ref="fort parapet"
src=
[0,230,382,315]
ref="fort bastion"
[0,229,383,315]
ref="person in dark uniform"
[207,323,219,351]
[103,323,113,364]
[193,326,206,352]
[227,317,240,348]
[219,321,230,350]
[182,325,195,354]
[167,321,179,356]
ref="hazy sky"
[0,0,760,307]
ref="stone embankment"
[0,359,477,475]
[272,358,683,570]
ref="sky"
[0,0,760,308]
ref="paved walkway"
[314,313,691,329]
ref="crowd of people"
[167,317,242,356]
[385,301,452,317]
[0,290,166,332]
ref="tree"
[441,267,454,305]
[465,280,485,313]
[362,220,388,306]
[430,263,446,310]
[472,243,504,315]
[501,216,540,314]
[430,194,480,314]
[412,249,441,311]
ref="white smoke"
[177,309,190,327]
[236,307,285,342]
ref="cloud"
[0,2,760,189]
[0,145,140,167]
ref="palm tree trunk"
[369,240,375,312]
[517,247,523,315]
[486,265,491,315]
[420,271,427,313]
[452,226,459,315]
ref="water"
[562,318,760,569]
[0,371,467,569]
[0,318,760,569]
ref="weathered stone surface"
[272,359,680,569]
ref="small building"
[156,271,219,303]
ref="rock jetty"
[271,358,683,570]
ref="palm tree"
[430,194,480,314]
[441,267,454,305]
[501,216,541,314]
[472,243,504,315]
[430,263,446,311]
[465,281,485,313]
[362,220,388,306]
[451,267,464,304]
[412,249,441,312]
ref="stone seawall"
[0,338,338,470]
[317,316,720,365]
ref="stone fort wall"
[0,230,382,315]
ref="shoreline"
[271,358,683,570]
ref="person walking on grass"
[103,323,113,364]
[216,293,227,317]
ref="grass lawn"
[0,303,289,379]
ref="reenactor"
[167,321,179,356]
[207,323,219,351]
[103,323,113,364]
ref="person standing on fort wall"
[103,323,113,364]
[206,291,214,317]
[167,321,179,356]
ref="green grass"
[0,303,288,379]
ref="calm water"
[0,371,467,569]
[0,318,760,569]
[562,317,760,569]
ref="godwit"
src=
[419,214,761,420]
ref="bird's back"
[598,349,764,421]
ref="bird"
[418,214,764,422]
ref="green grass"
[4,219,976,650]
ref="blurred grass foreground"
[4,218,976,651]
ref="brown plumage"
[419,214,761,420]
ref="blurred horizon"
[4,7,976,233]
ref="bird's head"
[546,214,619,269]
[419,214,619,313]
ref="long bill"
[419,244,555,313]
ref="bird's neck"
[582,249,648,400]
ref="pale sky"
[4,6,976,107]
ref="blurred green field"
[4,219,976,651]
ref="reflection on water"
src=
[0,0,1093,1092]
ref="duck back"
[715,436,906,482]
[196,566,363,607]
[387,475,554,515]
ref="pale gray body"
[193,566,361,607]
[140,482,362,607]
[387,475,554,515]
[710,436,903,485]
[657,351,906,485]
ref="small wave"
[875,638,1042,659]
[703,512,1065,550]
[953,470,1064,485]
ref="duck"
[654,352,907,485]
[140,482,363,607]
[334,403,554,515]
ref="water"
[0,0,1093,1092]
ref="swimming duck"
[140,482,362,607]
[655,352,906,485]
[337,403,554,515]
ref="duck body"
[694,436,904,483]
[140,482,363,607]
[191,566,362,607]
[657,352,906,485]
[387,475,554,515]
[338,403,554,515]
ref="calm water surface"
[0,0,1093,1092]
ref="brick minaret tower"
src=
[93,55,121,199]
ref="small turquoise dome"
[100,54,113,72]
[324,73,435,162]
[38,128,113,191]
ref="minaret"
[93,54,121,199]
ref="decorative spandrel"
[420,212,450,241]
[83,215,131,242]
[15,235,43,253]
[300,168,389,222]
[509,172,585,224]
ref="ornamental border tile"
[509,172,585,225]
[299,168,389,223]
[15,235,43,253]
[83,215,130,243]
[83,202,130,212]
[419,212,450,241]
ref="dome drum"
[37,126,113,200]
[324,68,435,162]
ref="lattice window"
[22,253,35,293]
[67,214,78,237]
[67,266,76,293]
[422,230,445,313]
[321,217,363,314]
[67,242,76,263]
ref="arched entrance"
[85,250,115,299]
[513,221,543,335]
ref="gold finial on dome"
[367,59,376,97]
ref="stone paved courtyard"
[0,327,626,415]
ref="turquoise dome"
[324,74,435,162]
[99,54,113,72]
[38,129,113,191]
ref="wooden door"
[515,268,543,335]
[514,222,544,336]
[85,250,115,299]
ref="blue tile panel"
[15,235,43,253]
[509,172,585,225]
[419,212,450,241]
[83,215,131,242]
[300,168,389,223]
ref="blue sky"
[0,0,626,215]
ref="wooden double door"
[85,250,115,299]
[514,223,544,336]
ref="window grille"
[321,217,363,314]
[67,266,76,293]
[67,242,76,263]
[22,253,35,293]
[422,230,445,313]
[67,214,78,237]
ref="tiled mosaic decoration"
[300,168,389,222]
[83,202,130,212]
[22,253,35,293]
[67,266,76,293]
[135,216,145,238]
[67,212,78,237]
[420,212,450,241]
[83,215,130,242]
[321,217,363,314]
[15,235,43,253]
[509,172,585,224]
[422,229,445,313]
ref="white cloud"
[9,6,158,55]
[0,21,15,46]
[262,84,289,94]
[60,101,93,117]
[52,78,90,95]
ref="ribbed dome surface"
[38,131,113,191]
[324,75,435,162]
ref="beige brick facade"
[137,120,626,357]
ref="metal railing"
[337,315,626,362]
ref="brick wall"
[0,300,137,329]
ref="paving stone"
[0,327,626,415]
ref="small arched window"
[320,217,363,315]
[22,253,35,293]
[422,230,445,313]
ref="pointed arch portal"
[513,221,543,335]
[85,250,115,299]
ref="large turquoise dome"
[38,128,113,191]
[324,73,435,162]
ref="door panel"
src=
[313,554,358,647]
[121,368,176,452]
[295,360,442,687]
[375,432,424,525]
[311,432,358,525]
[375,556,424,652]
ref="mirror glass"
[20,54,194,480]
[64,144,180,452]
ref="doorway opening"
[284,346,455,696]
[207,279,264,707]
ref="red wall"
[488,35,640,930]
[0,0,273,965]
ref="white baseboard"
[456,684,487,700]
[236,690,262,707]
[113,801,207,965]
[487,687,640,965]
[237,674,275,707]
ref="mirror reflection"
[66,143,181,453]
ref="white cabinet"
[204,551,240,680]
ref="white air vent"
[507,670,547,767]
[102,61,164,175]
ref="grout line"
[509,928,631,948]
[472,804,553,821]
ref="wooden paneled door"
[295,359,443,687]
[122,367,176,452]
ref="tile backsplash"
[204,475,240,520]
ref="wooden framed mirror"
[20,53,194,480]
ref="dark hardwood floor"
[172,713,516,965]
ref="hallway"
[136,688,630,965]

#### [Given task]
Rewrite all of the entries above with "hazy sky" changed to "overcast sky" and everything else unchanged.

#### [Exercise answer]
ref="fort parapet"
src=
[0,230,382,315]
ref="fort bastion"
[0,229,383,315]
ref="person in dark uniform"
[207,323,219,351]
[103,323,113,364]
[193,326,206,352]
[227,317,240,348]
[219,321,230,350]
[182,325,195,354]
[167,321,179,356]
ref="overcast sky"
[0,0,760,307]
ref="stone embankment"
[0,359,477,475]
[272,358,683,570]
ref="sky"
[0,0,760,308]
ref="paved walkway"
[314,313,691,329]
ref="crowd of people"
[167,317,242,356]
[385,301,452,317]
[0,290,166,332]
ref="tree"
[441,267,454,305]
[465,280,485,313]
[362,220,388,306]
[430,263,446,310]
[472,243,504,315]
[501,216,540,314]
[430,194,480,314]
[412,249,441,311]
ref="white smoke"
[177,309,190,327]
[236,307,285,342]
ref="cloud"
[0,2,760,189]
[0,145,140,167]
ref="palm tree trunk"
[369,240,375,312]
[517,247,523,315]
[486,265,491,315]
[420,271,427,313]
[452,226,459,315]
ref="water"
[562,318,760,569]
[0,371,467,569]
[0,318,760,569]
ref="weathered stone surface"
[272,359,680,569]
ref="small building"
[156,271,219,303]
ref="rock jetty"
[271,358,683,570]
ref="palm tree"
[430,194,480,314]
[441,267,454,305]
[501,216,541,314]
[472,243,504,315]
[430,263,446,311]
[465,281,485,313]
[362,220,388,306]
[451,267,464,304]
[412,249,441,312]
ref="stone seawall"
[0,338,338,470]
[317,316,720,365]
ref="stone fort wall"
[0,230,382,315]
ref="shoreline"
[271,358,683,570]
ref="person walking on grass"
[103,323,113,364]
[216,293,227,317]
ref="grass lawn"
[0,303,289,379]
ref="reenactor"
[167,321,179,356]
[207,323,219,351]
[103,323,113,364]
ref="person standing on fort wall"
[103,323,113,364]
[206,291,214,317]
[167,321,179,356]
ref="green grass"
[0,303,288,379]
ref="calm water"
[0,371,467,569]
[0,318,760,569]
[562,317,760,569]
ref="godwit"
src=
[419,214,761,420]
ref="bird's back"
[598,349,764,421]
ref="bird"
[418,214,764,422]
ref="green grass"
[4,219,976,650]
ref="blurred grass foreground"
[4,218,976,651]
ref="brown plumage"
[419,214,761,420]
ref="blurred horizon"
[4,7,976,233]
ref="bird's head"
[546,214,619,269]
[419,214,619,313]
ref="long bill"
[419,244,555,313]
ref="bird's neck"
[582,249,648,400]
ref="pale sky"
[4,6,976,107]
ref="blurred green field"
[4,219,976,651]
ref="reflection on water"
src=
[0,0,1093,1092]
ref="duck back"
[715,436,906,482]
[196,566,363,607]
[387,475,554,515]
ref="pale gray body"
[193,566,361,607]
[140,482,362,607]
[387,475,554,515]
[710,436,903,485]
[657,351,906,485]
ref="small wave"
[875,638,1042,659]
[703,512,1065,550]
[953,470,1064,485]
ref="duck"
[654,352,907,485]
[140,482,363,607]
[334,403,554,515]
ref="water"
[0,0,1093,1092]
ref="swimming duck"
[140,482,362,607]
[655,352,906,485]
[337,403,554,515]
ref="duck body"
[694,436,904,483]
[140,482,363,607]
[191,566,362,607]
[657,352,906,485]
[387,475,554,515]
[338,403,554,515]
ref="calm water surface"
[0,0,1093,1092]
ref="brick minaret tower"
src=
[93,55,121,199]
ref="small turquoise dome"
[100,54,113,72]
[324,73,435,162]
[38,128,113,191]
ref="minaret"
[93,54,121,199]
ref="decorative spandrel"
[420,212,450,241]
[83,215,131,242]
[15,235,43,253]
[300,168,389,222]
[509,172,585,224]
ref="ornamental border tile"
[509,172,585,225]
[299,168,389,223]
[15,235,43,253]
[83,215,130,243]
[83,202,130,212]
[419,212,450,241]
ref="dome drum"
[37,126,113,200]
[324,68,435,162]
ref="lattice window"
[22,253,35,293]
[67,214,78,237]
[67,266,76,293]
[422,230,445,313]
[321,217,363,314]
[67,242,76,263]
ref="arched entrance"
[85,250,115,299]
[513,221,543,335]
ref="gold finial on dome"
[367,59,376,97]
ref="stone paved courtyard"
[0,327,626,415]
ref="turquoise dome"
[324,74,435,162]
[99,54,113,72]
[38,129,113,191]
ref="wooden door"
[515,268,543,335]
[514,222,544,336]
[85,250,115,299]
ref="blue tile panel"
[15,235,43,253]
[509,172,585,225]
[419,212,450,241]
[83,215,131,242]
[300,168,389,223]
ref="blue sky"
[0,0,626,215]
ref="wooden double door"
[85,250,115,299]
[514,223,544,336]
ref="window grille"
[321,217,363,314]
[67,266,76,293]
[67,242,76,263]
[22,253,35,293]
[422,230,445,313]
[67,214,78,237]
ref="tiled mosaic decoration"
[300,168,389,222]
[83,202,130,212]
[22,253,35,293]
[67,266,76,293]
[135,216,145,238]
[67,212,78,237]
[420,212,450,241]
[83,215,130,242]
[321,217,363,314]
[15,235,43,253]
[509,172,585,224]
[422,229,445,313]
ref="white cloud"
[9,6,158,55]
[0,21,15,46]
[262,84,289,94]
[60,101,93,117]
[52,78,90,95]
ref="ribbed dome surface"
[38,131,113,191]
[324,75,435,162]
ref="beige brick facade"
[137,120,626,357]
ref="metal railing"
[337,315,626,362]
ref="brick wall"
[0,300,137,329]
ref="paving stone"
[0,327,626,415]
ref="small arched window"
[320,217,363,315]
[22,253,35,293]
[422,230,445,313]
ref="pointed arch portal"
[513,221,543,335]
[85,250,115,299]
ref="large turquoise dome"
[38,128,113,191]
[324,73,435,162]
ref="door panel"
src=
[313,554,358,647]
[121,368,176,452]
[295,360,442,687]
[375,432,424,525]
[311,432,358,525]
[375,556,424,652]
ref="mirror glass"
[20,54,194,480]
[64,144,180,452]
ref="doorway opening"
[284,346,455,696]
[207,279,264,707]
ref="red wall"
[488,35,640,930]
[0,0,273,965]
ref="white baseboard"
[456,684,487,700]
[236,690,262,707]
[113,801,207,965]
[487,687,640,965]
[237,674,275,707]
ref="mirror reflection"
[66,143,181,453]
ref="white cabinet"
[204,551,240,680]
ref="white air vent"
[507,670,547,767]
[102,61,164,175]
ref="grout line"
[509,928,631,948]
[472,804,553,821]
ref="wooden paneled door"
[295,359,443,687]
[122,367,176,452]
ref="tile backsplash"
[204,475,240,520]
ref="wooden framed mirror"
[20,53,194,480]
ref="dark hardwood floor"
[172,713,516,965]
ref="hallway"
[136,688,630,965]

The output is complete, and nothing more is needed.